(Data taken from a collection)
____

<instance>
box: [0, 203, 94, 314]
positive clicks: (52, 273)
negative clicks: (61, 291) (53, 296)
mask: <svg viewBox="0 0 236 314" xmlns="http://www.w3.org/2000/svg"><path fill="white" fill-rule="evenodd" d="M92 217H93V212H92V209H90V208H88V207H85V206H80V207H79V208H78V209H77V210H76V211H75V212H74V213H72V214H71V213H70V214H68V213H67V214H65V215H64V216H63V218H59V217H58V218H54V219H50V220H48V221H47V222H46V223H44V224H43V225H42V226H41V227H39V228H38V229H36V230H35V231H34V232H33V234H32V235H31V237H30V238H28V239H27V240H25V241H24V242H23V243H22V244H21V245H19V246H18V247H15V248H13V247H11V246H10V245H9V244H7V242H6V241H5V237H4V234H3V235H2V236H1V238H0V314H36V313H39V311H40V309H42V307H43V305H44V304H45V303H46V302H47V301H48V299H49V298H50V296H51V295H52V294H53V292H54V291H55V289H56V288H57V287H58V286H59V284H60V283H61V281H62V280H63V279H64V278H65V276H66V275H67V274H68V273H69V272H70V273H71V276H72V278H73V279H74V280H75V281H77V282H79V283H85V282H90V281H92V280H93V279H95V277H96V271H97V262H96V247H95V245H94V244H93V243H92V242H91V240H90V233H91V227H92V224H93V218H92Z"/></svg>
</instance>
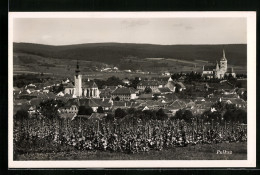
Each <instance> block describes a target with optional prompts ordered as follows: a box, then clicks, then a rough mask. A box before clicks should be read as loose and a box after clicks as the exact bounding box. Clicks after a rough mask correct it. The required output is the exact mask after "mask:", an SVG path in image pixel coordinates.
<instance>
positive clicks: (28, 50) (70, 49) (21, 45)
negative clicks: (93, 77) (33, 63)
mask: <svg viewBox="0 0 260 175" xmlns="http://www.w3.org/2000/svg"><path fill="white" fill-rule="evenodd" d="M13 48H14V52H15V53H27V54H33V55H38V56H42V57H49V58H58V59H74V60H75V59H78V60H87V61H98V62H103V63H107V64H115V65H116V64H117V63H119V61H120V60H121V61H122V59H124V58H129V57H131V58H137V59H143V58H174V59H183V60H188V61H193V60H205V61H210V62H215V61H216V60H219V59H220V58H221V57H222V49H223V48H224V49H225V52H226V57H227V59H228V64H232V65H237V66H245V65H246V62H247V45H246V44H230V45H153V44H126V43H93V44H92V43H91V44H77V45H65V46H51V45H42V44H32V43H14V45H13Z"/></svg>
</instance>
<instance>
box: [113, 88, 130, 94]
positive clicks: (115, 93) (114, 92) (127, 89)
mask: <svg viewBox="0 0 260 175" xmlns="http://www.w3.org/2000/svg"><path fill="white" fill-rule="evenodd" d="M133 93H134V92H132V90H130V89H129V88H126V87H122V88H117V89H116V90H114V91H113V92H112V94H113V95H131V94H133Z"/></svg>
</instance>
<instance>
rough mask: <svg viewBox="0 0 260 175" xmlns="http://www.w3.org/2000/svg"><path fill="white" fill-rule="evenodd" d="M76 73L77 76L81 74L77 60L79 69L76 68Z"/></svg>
mask: <svg viewBox="0 0 260 175" xmlns="http://www.w3.org/2000/svg"><path fill="white" fill-rule="evenodd" d="M75 73H76V76H78V75H79V73H80V70H79V62H78V60H77V67H76V70H75Z"/></svg>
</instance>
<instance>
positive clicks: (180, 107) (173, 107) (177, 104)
mask: <svg viewBox="0 0 260 175" xmlns="http://www.w3.org/2000/svg"><path fill="white" fill-rule="evenodd" d="M168 106H169V107H171V108H173V109H182V108H185V107H186V103H185V102H183V101H181V100H175V101H174V102H172V103H171V104H169V105H168Z"/></svg>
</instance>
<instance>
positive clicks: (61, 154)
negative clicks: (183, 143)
mask: <svg viewBox="0 0 260 175" xmlns="http://www.w3.org/2000/svg"><path fill="white" fill-rule="evenodd" d="M246 144H247V143H246V142H243V143H220V144H214V145H208V144H205V145H196V146H187V147H176V148H172V149H168V150H162V151H150V152H146V153H143V152H142V153H137V154H124V153H118V152H103V151H79V150H75V151H71V152H58V153H29V154H20V155H17V160H246V159H247V145H246ZM217 150H227V151H232V154H216V153H217Z"/></svg>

____

» EXERCISE DIRECTIONS: Write out the lines from the very first one through the line containing "negative clicks: (61, 291) (53, 296)", both ends included, reproducing each without change.

» THE ANSWER:
<instance>
box: [0, 203, 94, 314]
positive clicks: (52, 273)
negative clicks: (61, 291) (53, 296)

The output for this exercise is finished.